*** Information provided ***
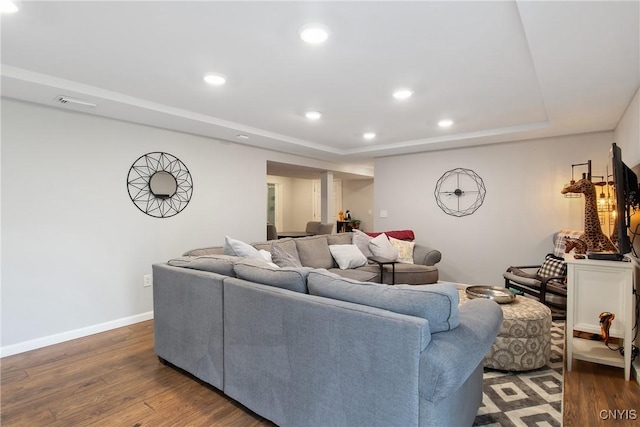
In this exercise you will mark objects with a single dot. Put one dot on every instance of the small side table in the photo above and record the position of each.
(382, 262)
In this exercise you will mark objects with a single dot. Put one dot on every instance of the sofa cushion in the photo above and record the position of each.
(405, 250)
(282, 258)
(291, 278)
(348, 256)
(396, 234)
(340, 238)
(314, 252)
(213, 250)
(381, 247)
(361, 240)
(239, 248)
(436, 303)
(361, 274)
(221, 264)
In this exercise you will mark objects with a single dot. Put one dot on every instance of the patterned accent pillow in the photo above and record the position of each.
(553, 266)
(405, 250)
(558, 248)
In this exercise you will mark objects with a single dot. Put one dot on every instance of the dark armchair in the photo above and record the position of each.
(547, 283)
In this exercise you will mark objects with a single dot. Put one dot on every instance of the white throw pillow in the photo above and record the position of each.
(348, 256)
(241, 249)
(405, 250)
(380, 246)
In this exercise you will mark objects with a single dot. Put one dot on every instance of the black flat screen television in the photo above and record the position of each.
(625, 183)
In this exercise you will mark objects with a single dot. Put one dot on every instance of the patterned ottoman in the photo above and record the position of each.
(524, 339)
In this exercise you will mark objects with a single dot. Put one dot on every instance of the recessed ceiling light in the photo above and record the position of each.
(215, 79)
(402, 93)
(7, 6)
(314, 33)
(313, 115)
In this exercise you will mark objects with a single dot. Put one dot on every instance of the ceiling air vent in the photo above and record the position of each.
(66, 100)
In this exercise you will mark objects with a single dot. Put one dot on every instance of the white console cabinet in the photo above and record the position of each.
(593, 287)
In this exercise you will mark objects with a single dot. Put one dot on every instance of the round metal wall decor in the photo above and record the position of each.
(460, 192)
(159, 184)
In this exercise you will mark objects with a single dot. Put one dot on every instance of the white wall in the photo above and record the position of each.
(74, 246)
(357, 196)
(627, 136)
(523, 206)
(627, 133)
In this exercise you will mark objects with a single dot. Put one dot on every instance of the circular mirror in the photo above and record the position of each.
(163, 185)
(159, 184)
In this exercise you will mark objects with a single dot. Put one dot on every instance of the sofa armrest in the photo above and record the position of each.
(426, 256)
(453, 355)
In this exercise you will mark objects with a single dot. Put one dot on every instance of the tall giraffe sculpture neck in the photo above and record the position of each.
(593, 236)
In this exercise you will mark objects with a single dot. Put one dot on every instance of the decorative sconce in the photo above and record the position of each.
(586, 175)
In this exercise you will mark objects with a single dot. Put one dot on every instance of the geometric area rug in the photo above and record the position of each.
(531, 398)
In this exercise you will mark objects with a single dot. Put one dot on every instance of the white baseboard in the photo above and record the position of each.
(71, 335)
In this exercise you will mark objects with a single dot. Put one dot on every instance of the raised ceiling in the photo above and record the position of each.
(502, 71)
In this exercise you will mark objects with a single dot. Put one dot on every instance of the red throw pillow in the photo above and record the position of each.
(396, 234)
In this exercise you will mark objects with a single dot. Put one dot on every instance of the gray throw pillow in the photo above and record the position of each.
(361, 240)
(282, 258)
(293, 279)
(238, 248)
(221, 264)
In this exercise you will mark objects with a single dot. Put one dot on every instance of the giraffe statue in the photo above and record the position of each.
(593, 236)
(579, 245)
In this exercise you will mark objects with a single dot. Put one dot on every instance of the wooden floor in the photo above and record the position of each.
(115, 379)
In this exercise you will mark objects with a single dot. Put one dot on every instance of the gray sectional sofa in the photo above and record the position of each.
(302, 346)
(314, 251)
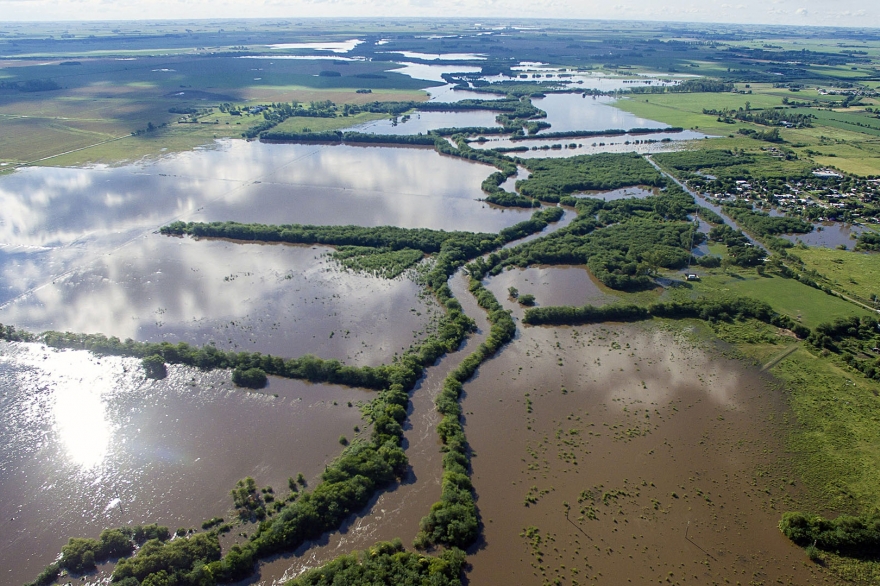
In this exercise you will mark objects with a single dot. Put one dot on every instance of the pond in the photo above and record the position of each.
(275, 299)
(58, 219)
(828, 235)
(88, 443)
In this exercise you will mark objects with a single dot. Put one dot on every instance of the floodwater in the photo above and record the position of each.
(58, 220)
(333, 47)
(829, 235)
(89, 443)
(422, 122)
(567, 112)
(397, 511)
(275, 299)
(622, 454)
(656, 142)
(441, 56)
(551, 286)
(622, 193)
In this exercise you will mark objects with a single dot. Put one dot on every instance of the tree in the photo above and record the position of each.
(252, 378)
(154, 367)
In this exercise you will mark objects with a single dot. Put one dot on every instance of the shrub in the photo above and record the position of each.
(251, 378)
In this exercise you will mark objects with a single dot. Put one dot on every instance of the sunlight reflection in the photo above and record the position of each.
(78, 383)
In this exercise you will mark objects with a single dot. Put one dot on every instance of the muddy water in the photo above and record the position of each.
(543, 148)
(89, 444)
(551, 286)
(60, 220)
(276, 299)
(829, 235)
(422, 122)
(397, 512)
(623, 454)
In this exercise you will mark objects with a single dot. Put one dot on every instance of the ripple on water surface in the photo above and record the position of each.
(89, 444)
(279, 299)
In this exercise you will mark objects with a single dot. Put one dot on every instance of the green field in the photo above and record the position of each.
(853, 273)
(836, 138)
(788, 296)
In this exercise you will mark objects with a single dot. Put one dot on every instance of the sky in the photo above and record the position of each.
(850, 13)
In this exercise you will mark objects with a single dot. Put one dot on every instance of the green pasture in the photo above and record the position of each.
(788, 296)
(853, 273)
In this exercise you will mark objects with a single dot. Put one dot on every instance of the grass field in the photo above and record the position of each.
(786, 296)
(848, 140)
(837, 437)
(854, 273)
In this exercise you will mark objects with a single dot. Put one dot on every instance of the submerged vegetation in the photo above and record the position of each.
(793, 143)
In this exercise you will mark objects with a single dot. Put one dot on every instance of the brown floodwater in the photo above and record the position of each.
(397, 511)
(90, 444)
(59, 220)
(271, 298)
(626, 454)
(551, 286)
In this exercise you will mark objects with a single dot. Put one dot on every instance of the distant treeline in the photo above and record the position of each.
(351, 480)
(623, 242)
(688, 86)
(386, 563)
(552, 179)
(423, 239)
(337, 136)
(703, 308)
(769, 117)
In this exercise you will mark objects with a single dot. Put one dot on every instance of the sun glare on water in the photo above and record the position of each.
(79, 385)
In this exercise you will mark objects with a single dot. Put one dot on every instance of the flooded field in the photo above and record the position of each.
(276, 299)
(628, 455)
(657, 142)
(551, 286)
(829, 235)
(422, 122)
(60, 220)
(396, 512)
(90, 444)
(610, 435)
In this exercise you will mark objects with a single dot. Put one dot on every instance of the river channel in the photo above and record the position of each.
(89, 443)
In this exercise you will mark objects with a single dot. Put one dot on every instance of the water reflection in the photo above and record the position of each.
(334, 47)
(828, 235)
(56, 220)
(284, 300)
(566, 112)
(160, 451)
(422, 122)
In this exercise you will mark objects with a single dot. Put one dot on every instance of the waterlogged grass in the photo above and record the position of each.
(787, 296)
(853, 273)
(305, 124)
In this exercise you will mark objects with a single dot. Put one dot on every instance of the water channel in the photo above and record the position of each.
(89, 443)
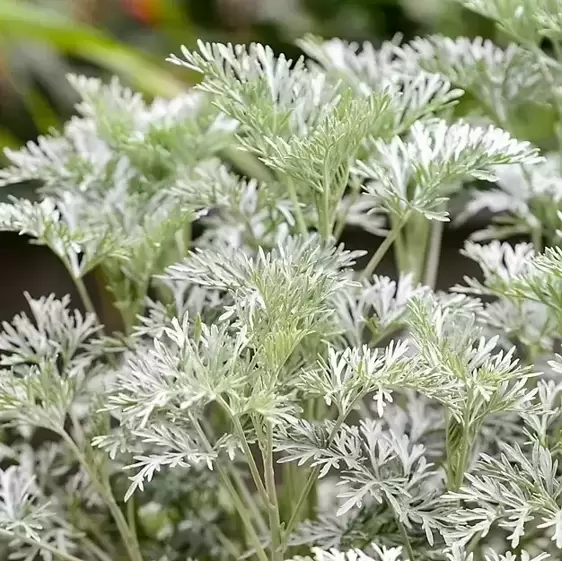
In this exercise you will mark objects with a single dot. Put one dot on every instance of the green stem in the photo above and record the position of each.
(342, 218)
(383, 248)
(129, 540)
(247, 451)
(405, 538)
(247, 496)
(96, 550)
(434, 255)
(84, 296)
(273, 503)
(399, 249)
(313, 476)
(241, 484)
(299, 217)
(38, 543)
(238, 503)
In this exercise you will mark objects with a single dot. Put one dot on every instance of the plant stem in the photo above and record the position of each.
(313, 476)
(342, 218)
(240, 483)
(84, 296)
(238, 503)
(248, 452)
(405, 538)
(433, 258)
(40, 544)
(245, 492)
(400, 256)
(383, 248)
(273, 503)
(129, 540)
(96, 550)
(299, 217)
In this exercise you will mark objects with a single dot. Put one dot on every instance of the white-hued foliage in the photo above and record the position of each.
(268, 393)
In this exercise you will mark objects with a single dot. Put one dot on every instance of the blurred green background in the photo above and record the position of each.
(42, 40)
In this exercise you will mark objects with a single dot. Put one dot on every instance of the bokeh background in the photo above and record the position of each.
(43, 40)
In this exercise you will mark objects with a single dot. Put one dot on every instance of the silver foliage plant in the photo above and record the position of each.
(269, 394)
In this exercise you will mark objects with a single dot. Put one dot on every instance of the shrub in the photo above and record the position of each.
(270, 395)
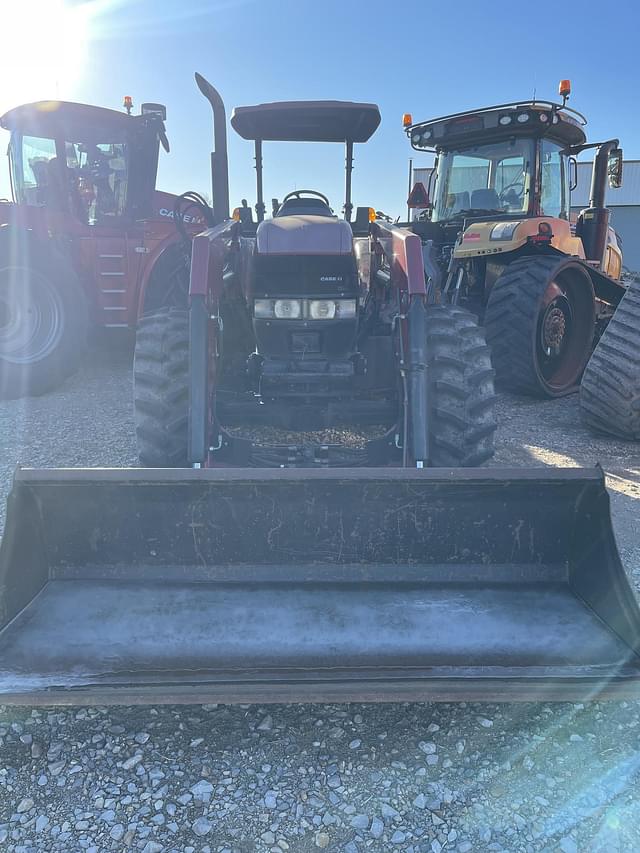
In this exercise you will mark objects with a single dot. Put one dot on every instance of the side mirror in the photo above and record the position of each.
(418, 197)
(614, 168)
(573, 173)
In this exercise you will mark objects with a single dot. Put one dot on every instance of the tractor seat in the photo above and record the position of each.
(485, 200)
(304, 207)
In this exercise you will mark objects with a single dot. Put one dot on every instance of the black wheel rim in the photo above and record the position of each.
(31, 317)
(564, 333)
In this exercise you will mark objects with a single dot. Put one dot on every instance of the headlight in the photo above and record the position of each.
(287, 309)
(311, 309)
(322, 309)
(503, 231)
(346, 309)
(263, 309)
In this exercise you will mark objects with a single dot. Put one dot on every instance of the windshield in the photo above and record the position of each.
(487, 178)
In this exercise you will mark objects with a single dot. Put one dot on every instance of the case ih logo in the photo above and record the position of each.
(186, 218)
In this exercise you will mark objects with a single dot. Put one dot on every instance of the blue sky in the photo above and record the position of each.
(426, 58)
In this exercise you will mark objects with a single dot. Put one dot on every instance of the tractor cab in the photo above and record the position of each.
(511, 160)
(96, 165)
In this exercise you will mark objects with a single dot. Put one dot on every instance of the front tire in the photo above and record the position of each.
(610, 390)
(460, 398)
(43, 323)
(540, 324)
(161, 388)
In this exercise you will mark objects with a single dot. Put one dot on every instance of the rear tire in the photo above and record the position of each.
(461, 398)
(43, 320)
(161, 388)
(540, 323)
(610, 390)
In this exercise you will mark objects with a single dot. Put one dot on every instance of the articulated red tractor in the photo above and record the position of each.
(83, 237)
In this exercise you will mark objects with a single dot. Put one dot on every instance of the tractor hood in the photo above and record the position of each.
(304, 235)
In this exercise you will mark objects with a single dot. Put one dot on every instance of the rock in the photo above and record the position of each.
(202, 826)
(270, 800)
(377, 827)
(388, 812)
(266, 724)
(117, 832)
(42, 822)
(202, 790)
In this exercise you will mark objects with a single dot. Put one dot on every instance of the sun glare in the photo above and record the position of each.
(43, 50)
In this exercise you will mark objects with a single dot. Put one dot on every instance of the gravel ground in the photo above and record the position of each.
(406, 777)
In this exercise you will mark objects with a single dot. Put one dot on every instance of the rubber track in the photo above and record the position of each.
(610, 390)
(462, 419)
(161, 388)
(511, 320)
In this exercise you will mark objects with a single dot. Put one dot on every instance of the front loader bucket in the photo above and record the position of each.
(288, 585)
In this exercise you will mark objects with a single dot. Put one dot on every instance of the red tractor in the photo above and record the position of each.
(82, 240)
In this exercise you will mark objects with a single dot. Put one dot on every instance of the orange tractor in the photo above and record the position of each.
(498, 237)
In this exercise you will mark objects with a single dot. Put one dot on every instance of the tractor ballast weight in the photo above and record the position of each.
(143, 586)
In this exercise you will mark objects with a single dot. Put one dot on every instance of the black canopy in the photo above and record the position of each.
(307, 121)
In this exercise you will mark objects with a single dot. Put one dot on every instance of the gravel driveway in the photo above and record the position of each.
(406, 777)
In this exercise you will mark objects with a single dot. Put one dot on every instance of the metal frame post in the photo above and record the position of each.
(260, 207)
(348, 206)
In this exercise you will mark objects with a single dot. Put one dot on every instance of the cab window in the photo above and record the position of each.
(553, 195)
(38, 173)
(99, 177)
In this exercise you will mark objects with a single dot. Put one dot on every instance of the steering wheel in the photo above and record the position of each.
*** End of Information provided ***
Output the lines from the one holding "sun glare in" to the last line of the material, inclusive, exactly as they appear. Add no others.

→ **The completed task**
In this exercise you will mark objects with a single dot. Put one dot on every instance of the sun glare in the photo above and record the position of each.
(43, 50)
In this exercise you will mark objects with a single dot. Put one dot on every instance of the gravel ground in the photo above and record the position of each.
(406, 777)
In this exercise you will mark objects with a single dot. Put one dot on every instance of the rubber track in the photo above and record the position of each.
(610, 390)
(462, 419)
(161, 388)
(511, 320)
In this exercise you will mark objects with a single dot. Put one dot on every instance of the front loader bucket in the photo above and record the position of each.
(288, 585)
In this exercise you will mark objects with a single dot. Put one dot on every instance of the red tractor in the photo above and record the position of each.
(82, 240)
In this exercise you will mark objects with a single dot. Put one dot on every instance of the orange tractor in the photo above and record the position of each.
(498, 237)
In this exercise you will mark objects with a single dot. Put one dot on every instance of the tractor ballast weight in the photo above and record the position of each.
(143, 586)
In this exercise you will mark objects with a single dot. Put one dot on every instance of the black canopy in the photo above and record the position of each.
(307, 121)
In this exercise you will mark objects with a single dot. Put one dot on every instance of the gravel driveway in the photo above and record the position of each.
(406, 777)
In this exercise you will mark objects with a single dot. Put one dot on every instance of the metal frame post in the photo above and record the position of each.
(260, 207)
(348, 206)
In this exercise you will mark objects with a single dot. Put one dot on every instance of the cab window in the photo above and record the position of each.
(553, 195)
(38, 173)
(99, 177)
In this exercise you will mark objects with a single dot. Put one dot on every instance of the steering wheel in the photo above and record the position of each.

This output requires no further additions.